Last minute Science tips!

This weekend, it’s time to focus on Science and your mother tongue. Here’s some last minute Science tips!

Manage your time

You have 1hr 45mins for the Science paper. 56% of the marks are in the MCQ and 44% in the open-ended section. This means you have roughly 1min per mark (2 mins per question on the MCQ).

• The MCQ is the biggest component with 56% of the marks, and with each question worth 2% of your total score, it is the most important. So take your time and be very careful with each question.
• You may not need to spend a whole hour on the MCQ.
• Aim to leave at least 10-15 minutes at the end to check the whole paper thoroughly.
• Some questions are easy – do these calmly and carefully but quickly and move on, so that you will have time for the harder questions.
• If you’re stuck on a question, leave it first. Come back to question after you finish the whole paper.
• Look through the paper quickly and make sure you’ve answered all the questions. Check the OAS to make sure you’ve shaded the correct answer.
• Don’t leave any question unanswered. If it’s an MCQ you can guess the best answer and your odds of getting it correct may be more than 50%. If it’s a open-ended question you may get awarded partial marks.
MCQ tips
• Circle/ take note of the keywords (eg. all, false, true, only, none). Take care especially of “false” and “incorrect”.
• Read the question carefully. Take note of, for example, “extension” vs “length” of spring. Whether the experiment is carried out in the dark.
• Some questions are of the following format: “which of the following is false?”. Use the method you prefer. Typically I like to write an “F” for false statements and “T” for true statements.
• Some questions have multiple statements and the question asks “which is correct?” and gives you a choice of “P, Q, R”, “P only” etc. You may not know for certain if Q is true or false, but if you are sure R is definitely false, you can cross it out and eliminate that answer.
• When checking, check that you’ve shaded the correct answer. Work from another angle to make sure that your answer is correct. Look at the other options to make sure you’ve selected the most appropriate one.

_SHORT PROBLEM A_: Return every line of the entries below that contains the word "neck", copying each line in full.

_EXTRACTED RECORDS_:
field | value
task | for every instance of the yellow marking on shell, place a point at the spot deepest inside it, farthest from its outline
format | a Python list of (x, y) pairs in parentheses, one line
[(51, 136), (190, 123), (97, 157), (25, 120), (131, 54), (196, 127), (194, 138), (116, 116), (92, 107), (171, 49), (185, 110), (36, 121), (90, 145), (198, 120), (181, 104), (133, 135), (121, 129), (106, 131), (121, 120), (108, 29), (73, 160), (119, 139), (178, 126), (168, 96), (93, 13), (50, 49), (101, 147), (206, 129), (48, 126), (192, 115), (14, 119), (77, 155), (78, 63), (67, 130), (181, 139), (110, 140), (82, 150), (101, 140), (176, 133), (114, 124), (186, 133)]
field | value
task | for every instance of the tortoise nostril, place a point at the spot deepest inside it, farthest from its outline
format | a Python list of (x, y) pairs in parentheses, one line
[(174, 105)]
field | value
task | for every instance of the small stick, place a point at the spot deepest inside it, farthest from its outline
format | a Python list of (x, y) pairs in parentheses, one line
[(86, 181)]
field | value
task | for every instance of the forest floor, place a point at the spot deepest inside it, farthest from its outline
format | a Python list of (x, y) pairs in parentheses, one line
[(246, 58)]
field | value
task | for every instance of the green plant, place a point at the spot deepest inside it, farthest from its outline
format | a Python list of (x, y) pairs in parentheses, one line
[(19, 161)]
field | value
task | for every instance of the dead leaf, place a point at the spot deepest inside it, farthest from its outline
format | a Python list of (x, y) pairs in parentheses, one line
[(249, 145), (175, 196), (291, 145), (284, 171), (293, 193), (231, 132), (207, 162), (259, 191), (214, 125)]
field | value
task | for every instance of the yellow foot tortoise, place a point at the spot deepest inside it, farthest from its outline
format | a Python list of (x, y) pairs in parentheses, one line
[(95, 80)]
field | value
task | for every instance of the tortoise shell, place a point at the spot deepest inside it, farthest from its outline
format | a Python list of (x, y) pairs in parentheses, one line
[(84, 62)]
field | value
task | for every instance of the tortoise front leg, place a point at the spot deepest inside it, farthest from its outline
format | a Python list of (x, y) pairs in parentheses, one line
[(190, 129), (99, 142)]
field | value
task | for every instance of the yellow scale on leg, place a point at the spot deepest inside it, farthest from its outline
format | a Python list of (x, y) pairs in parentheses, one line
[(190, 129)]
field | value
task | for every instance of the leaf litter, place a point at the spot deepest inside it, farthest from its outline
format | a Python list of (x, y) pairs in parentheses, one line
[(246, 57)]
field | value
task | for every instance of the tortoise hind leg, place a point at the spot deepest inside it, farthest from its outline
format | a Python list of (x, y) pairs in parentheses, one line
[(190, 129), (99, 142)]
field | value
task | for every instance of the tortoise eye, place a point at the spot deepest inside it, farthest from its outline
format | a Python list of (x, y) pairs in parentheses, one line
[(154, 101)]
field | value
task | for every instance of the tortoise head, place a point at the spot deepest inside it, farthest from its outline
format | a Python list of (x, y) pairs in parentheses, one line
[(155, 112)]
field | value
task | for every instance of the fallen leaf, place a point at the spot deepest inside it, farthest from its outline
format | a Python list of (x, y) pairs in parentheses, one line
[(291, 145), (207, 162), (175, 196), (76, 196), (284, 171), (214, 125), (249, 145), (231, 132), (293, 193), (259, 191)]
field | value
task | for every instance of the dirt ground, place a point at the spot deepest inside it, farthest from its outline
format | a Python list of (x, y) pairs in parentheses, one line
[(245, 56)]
--
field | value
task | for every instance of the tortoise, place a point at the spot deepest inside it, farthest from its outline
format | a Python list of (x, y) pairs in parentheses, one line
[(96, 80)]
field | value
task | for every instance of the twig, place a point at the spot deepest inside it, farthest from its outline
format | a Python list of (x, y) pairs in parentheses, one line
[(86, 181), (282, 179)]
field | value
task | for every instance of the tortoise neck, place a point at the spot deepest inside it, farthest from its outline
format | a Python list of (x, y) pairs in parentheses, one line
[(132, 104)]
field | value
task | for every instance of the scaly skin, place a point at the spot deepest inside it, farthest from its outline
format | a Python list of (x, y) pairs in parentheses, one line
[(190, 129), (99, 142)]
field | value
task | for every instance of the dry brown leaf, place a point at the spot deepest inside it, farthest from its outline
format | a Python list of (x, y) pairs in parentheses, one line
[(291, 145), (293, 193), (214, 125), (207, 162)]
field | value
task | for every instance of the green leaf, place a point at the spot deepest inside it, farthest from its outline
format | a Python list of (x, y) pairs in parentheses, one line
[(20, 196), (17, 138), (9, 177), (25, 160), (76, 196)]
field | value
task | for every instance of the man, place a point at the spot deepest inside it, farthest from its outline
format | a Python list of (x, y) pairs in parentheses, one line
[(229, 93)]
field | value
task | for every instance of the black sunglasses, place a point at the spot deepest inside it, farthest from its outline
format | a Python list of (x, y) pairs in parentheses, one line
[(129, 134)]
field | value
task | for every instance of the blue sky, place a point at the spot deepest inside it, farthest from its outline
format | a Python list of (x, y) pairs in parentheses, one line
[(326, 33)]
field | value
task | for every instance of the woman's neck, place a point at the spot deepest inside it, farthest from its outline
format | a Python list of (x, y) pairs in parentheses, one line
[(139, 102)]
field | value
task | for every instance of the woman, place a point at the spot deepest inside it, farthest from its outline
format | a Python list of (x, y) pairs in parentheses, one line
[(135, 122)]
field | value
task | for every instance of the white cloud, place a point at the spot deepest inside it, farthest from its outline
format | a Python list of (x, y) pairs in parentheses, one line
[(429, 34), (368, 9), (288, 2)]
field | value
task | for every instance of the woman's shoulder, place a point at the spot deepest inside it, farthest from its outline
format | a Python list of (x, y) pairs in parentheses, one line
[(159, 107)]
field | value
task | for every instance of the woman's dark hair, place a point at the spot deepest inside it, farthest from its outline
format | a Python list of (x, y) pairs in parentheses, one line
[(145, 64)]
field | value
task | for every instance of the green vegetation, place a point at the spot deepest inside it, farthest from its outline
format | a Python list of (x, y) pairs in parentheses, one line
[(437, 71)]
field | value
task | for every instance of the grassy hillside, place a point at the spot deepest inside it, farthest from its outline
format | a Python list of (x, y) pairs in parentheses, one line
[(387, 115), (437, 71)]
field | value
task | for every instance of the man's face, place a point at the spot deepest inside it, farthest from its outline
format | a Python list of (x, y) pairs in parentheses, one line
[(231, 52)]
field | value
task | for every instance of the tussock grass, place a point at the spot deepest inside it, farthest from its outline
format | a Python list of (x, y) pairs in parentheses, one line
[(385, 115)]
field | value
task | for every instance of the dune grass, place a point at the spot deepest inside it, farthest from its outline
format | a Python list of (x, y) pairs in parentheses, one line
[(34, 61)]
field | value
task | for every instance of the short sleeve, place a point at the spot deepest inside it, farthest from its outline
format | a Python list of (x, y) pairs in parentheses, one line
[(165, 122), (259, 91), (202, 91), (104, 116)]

_SHORT PROBLEM B_: Extend the science exam tips above, picking up right after their final sentence.

_FINAL RESULT A_:
task | for every instance of the tortoise neck, place a point at the spot deepest inside it, farthest from its outline
task | for every instance of the woman's neck, place a point at the spot deepest inside it, farthest from its outline

_FINAL RESULT B_:
Open ended
• Read the question carefully and take note of the keywords. Answer the question directly. For example, when the question asks “What happens to the temperature of the water?” The answer is “The temperature increases” not “The water gets hotter”.
• Most questions are broken into parts. Read all parts of the question first before attempting. The reason is the latter parts of the question builds up on the earlier parts. Reading the whole question before attempting means you get a clearer understanding of what the question is asking.
• When asked to compare, remember to state the different properties of BOTH the two objects you’re comparing. For example, “state the difference between gases and liquids” – you will need to say “gases are … while liquids are..”
• For 1 mark question, the answer required is brief and direct. Usually, there is only one or two items /keywords.
• For 2 mark questions, you will be required to give a longer and more detailed answer. If the question is “identify… and explain why”,1 mark is for the identification and 1 mark for the explanation.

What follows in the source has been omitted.